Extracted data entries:
Segment Open
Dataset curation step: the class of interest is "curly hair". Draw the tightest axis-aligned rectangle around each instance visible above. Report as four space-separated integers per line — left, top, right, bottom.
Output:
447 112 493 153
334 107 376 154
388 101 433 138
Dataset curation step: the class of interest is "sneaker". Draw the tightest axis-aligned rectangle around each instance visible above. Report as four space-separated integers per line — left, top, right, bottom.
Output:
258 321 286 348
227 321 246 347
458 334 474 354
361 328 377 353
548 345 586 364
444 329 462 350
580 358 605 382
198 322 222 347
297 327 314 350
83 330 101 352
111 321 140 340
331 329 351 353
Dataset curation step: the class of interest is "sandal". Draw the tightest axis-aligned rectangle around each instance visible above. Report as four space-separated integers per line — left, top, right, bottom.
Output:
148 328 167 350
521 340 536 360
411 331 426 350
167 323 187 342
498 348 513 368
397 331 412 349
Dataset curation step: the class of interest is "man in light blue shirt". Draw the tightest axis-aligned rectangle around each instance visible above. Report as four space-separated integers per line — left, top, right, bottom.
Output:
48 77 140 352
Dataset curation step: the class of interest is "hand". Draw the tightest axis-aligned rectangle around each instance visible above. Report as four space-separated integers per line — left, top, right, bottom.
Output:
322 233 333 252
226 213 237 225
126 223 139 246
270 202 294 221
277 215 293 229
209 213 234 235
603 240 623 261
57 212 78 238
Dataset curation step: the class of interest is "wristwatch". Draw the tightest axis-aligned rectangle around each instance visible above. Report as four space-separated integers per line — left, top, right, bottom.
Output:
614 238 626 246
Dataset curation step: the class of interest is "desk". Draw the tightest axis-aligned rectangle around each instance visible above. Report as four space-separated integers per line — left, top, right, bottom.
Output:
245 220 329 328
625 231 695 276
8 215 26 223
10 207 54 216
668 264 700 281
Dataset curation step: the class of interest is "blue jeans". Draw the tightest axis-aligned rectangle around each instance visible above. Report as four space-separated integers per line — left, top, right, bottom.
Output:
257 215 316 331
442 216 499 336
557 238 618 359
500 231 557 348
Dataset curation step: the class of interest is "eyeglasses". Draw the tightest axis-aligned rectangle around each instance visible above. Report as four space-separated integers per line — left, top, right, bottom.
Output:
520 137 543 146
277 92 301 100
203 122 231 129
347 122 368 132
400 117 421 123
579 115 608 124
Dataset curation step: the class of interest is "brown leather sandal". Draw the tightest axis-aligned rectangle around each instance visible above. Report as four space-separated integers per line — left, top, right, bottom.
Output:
Segment Closed
Your goal. Find the word "blue" in the data and copy out each line where it turns up.

Task result.
Dataset curation step: the class of interest is "man in light blue shirt". Draw the tightest axis-aligned rectangle around each instance visible above. Report as four space-separated integers per line — left, top, right, bottom.
Dataset curation step: the class of interest is "blue jeans". Draw the tightest axis-aligned rectangle around each instance visible above. Report as four space-separated integers per line — left, top, right, bottom.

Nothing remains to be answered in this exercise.